→ Exercise details: Could you give back the entries from the line containing "the white window" through the line containing "59], [51, 36, 55, 44]]", with "window frame" changed to "window sill" and nothing else altered?

→ Provided information:
####

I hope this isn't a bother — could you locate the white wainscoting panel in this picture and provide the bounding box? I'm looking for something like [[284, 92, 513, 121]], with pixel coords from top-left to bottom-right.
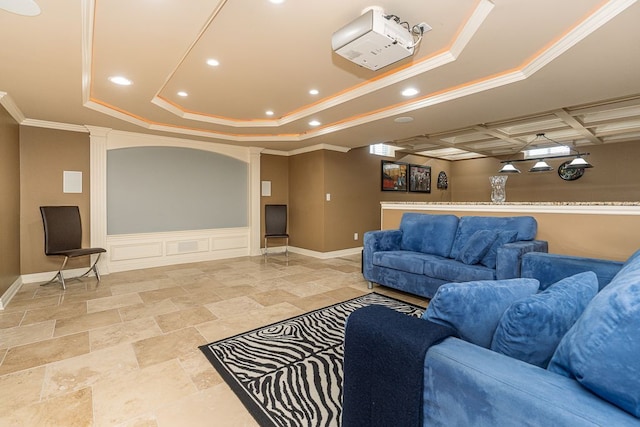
[[106, 227, 249, 273]]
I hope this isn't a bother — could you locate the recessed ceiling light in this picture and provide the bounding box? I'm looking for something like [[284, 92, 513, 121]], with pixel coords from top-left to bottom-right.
[[393, 116, 413, 123], [109, 76, 133, 86], [402, 87, 420, 96]]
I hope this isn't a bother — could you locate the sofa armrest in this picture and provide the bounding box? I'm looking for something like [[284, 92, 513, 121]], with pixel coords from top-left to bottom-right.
[[423, 338, 640, 427], [522, 252, 623, 289], [342, 305, 455, 427], [362, 230, 402, 281], [496, 240, 549, 280]]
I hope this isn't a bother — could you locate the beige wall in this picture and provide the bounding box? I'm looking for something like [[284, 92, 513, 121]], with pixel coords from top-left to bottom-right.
[[0, 106, 20, 296], [450, 141, 640, 202], [289, 151, 327, 252], [261, 147, 451, 252], [20, 126, 91, 274]]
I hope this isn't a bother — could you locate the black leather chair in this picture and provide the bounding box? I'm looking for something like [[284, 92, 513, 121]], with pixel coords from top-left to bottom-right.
[[264, 205, 289, 256], [40, 206, 106, 289]]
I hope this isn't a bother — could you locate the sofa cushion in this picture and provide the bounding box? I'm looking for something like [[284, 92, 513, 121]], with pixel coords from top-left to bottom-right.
[[549, 256, 640, 417], [491, 271, 598, 368], [372, 251, 434, 274], [400, 212, 458, 257], [422, 279, 539, 348], [449, 216, 538, 259], [424, 258, 496, 282], [456, 230, 498, 264], [480, 230, 518, 268]]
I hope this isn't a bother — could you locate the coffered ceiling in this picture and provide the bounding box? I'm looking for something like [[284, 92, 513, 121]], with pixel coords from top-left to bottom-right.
[[0, 0, 640, 160]]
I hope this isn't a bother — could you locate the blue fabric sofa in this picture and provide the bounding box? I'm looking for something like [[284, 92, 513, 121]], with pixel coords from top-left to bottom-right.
[[362, 213, 547, 298], [343, 251, 640, 427]]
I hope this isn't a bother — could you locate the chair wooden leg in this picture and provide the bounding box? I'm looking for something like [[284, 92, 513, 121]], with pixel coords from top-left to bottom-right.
[[77, 253, 102, 282], [40, 256, 69, 290]]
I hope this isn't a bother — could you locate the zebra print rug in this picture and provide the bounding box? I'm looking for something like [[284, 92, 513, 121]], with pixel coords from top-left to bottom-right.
[[200, 293, 423, 427]]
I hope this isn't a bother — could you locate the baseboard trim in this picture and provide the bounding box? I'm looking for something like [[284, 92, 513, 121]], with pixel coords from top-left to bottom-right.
[[0, 277, 23, 310], [288, 246, 362, 259], [17, 246, 362, 290]]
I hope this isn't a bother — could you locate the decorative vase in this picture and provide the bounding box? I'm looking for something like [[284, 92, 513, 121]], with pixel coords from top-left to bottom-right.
[[489, 175, 509, 203]]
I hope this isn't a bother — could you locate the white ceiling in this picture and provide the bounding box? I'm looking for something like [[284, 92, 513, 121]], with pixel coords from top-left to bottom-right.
[[0, 0, 640, 160]]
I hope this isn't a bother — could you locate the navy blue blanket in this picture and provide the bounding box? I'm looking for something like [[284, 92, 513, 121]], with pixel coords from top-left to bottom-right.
[[342, 305, 456, 427]]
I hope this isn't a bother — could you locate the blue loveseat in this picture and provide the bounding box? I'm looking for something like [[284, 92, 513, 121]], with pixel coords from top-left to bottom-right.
[[362, 213, 547, 298], [343, 251, 640, 427]]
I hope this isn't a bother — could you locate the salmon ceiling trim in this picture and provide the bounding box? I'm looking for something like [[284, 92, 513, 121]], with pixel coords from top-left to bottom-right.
[[82, 0, 637, 142]]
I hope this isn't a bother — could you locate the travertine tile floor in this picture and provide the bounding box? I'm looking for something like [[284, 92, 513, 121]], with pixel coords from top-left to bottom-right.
[[0, 254, 426, 427]]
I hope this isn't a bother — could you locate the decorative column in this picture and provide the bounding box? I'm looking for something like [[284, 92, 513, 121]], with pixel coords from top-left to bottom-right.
[[249, 147, 263, 256]]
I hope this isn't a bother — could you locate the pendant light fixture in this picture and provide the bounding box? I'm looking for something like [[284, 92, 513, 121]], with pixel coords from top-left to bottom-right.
[[498, 133, 593, 173]]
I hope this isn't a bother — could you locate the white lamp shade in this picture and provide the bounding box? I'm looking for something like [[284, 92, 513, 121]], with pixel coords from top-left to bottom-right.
[[529, 160, 553, 172], [498, 163, 520, 173], [566, 157, 593, 169]]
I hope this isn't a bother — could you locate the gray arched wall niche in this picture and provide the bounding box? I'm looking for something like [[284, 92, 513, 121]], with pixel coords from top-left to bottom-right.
[[107, 146, 248, 235]]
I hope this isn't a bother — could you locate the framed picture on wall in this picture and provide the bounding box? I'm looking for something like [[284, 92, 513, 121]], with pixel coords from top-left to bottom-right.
[[381, 160, 407, 191], [409, 165, 431, 193]]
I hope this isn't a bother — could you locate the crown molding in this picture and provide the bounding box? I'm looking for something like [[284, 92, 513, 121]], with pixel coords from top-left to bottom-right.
[[0, 92, 25, 124], [261, 144, 351, 157], [20, 119, 89, 133]]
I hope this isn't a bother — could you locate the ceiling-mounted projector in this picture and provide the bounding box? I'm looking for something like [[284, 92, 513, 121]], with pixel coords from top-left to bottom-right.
[[331, 9, 415, 71]]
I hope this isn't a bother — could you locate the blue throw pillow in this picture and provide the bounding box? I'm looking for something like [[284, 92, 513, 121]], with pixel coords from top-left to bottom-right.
[[456, 230, 498, 264], [491, 271, 598, 368], [422, 279, 540, 348], [480, 230, 518, 268], [548, 257, 640, 417]]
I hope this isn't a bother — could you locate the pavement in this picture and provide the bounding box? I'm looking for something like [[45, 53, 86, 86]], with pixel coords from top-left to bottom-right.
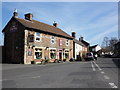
[[0, 58, 118, 89]]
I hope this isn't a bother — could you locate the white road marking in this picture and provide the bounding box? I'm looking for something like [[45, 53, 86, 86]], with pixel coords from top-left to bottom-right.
[[93, 61, 102, 71], [109, 83, 118, 88], [91, 62, 96, 71], [104, 75, 110, 79], [101, 71, 105, 74], [31, 76, 40, 78]]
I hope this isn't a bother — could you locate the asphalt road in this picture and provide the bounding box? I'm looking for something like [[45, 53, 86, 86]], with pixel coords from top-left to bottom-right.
[[0, 58, 118, 88]]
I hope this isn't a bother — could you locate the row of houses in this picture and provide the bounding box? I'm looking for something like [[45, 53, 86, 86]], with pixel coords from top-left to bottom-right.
[[2, 9, 90, 64]]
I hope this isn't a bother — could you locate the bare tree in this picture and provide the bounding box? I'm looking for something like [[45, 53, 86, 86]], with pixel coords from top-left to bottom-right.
[[102, 37, 109, 48], [109, 37, 118, 52]]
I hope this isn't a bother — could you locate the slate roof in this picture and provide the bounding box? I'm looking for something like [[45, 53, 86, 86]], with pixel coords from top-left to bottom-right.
[[73, 39, 85, 46], [81, 40, 90, 46], [3, 17, 73, 39]]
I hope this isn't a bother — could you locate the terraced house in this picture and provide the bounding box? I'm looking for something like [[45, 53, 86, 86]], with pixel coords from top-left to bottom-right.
[[3, 10, 73, 64]]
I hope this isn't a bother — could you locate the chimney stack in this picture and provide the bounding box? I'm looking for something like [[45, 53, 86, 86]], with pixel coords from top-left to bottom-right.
[[25, 13, 33, 21], [53, 21, 58, 27], [13, 8, 18, 17], [79, 36, 83, 41], [72, 32, 76, 38]]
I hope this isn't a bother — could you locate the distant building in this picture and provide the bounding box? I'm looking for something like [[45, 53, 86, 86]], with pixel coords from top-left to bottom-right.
[[2, 10, 73, 64], [72, 32, 87, 60], [90, 44, 101, 52], [79, 37, 90, 55]]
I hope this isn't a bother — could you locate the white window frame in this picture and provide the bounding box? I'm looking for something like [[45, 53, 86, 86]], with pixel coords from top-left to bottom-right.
[[34, 48, 43, 59], [66, 39, 69, 46], [35, 32, 41, 42], [49, 49, 56, 59], [51, 36, 55, 44]]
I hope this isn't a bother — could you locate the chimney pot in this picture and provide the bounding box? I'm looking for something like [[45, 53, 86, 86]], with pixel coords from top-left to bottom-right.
[[72, 32, 76, 38], [25, 13, 33, 21], [13, 8, 18, 17], [79, 36, 83, 41], [53, 21, 58, 27]]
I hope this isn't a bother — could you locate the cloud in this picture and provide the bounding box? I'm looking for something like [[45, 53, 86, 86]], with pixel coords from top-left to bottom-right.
[[90, 25, 118, 42]]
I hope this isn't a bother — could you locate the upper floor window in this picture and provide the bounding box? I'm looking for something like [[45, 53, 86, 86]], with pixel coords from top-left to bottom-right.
[[66, 39, 69, 46], [35, 32, 40, 41], [59, 39, 62, 46], [51, 36, 55, 44]]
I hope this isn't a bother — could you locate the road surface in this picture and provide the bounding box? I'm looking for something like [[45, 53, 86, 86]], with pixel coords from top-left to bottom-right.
[[0, 58, 118, 88]]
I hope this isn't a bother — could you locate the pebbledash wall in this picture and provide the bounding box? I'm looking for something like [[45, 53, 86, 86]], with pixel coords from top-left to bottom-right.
[[24, 30, 73, 64]]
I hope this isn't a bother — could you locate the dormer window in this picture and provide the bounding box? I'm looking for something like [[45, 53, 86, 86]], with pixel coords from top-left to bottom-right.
[[35, 32, 40, 42], [51, 36, 55, 44]]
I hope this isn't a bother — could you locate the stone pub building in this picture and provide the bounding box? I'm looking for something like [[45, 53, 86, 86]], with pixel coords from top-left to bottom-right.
[[2, 10, 73, 64]]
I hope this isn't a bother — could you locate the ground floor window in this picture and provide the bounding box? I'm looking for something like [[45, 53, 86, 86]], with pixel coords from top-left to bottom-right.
[[50, 50, 56, 59], [65, 51, 69, 59], [35, 48, 42, 59]]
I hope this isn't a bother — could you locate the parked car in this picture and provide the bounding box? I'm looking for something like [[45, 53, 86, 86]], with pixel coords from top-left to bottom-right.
[[84, 52, 94, 61]]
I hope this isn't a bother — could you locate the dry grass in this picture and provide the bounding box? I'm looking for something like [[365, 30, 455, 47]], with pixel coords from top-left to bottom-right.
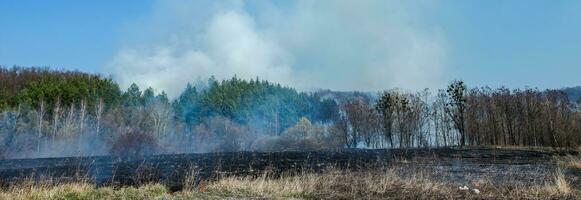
[[555, 169, 571, 194], [561, 156, 581, 169], [0, 169, 581, 199]]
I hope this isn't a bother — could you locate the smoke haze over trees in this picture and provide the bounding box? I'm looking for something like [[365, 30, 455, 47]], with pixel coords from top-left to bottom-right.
[[0, 67, 581, 158]]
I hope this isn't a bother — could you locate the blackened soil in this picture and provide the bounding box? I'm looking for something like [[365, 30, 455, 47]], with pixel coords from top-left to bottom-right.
[[0, 148, 581, 190]]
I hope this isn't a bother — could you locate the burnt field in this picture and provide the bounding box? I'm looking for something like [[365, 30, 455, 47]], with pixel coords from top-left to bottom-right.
[[0, 148, 581, 190]]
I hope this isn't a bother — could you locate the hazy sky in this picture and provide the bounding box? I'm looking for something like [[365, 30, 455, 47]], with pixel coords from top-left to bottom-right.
[[0, 0, 581, 95]]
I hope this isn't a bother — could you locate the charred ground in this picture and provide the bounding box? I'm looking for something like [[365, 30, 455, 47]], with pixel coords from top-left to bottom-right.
[[0, 148, 581, 190]]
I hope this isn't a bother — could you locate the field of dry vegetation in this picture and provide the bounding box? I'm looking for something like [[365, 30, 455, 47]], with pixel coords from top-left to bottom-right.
[[0, 156, 581, 199]]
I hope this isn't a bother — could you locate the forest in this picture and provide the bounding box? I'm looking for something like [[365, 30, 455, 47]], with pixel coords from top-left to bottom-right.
[[0, 67, 581, 158]]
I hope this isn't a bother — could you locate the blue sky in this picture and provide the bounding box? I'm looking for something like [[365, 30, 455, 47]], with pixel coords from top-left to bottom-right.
[[0, 0, 581, 91]]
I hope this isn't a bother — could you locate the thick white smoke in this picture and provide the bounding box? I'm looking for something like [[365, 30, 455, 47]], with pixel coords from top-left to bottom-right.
[[105, 0, 447, 97]]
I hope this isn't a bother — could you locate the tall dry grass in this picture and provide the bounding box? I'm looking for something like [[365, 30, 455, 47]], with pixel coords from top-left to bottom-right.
[[0, 168, 581, 200]]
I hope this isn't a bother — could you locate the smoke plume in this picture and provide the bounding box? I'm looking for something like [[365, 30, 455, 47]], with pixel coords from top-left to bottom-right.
[[104, 0, 447, 97]]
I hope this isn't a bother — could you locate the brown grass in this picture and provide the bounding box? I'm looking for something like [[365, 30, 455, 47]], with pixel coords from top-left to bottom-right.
[[0, 169, 581, 199], [563, 156, 581, 169]]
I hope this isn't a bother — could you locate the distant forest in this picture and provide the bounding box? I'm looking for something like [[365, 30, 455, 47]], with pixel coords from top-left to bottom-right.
[[0, 67, 581, 158]]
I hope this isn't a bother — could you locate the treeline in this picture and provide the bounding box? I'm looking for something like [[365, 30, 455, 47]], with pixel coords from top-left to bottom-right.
[[336, 81, 581, 148], [0, 67, 581, 157], [0, 67, 338, 157]]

####

→ Correct output:
I hope this isn't a bother — could you locate the white window sill in this picture and provide the bounding box? I'm looking for something like [[45, 53, 86, 86]], with pixel coords from top-left to bottom-right.
[[34, 48, 43, 59], [66, 39, 69, 46], [35, 32, 41, 42], [49, 49, 56, 59], [51, 36, 55, 44]]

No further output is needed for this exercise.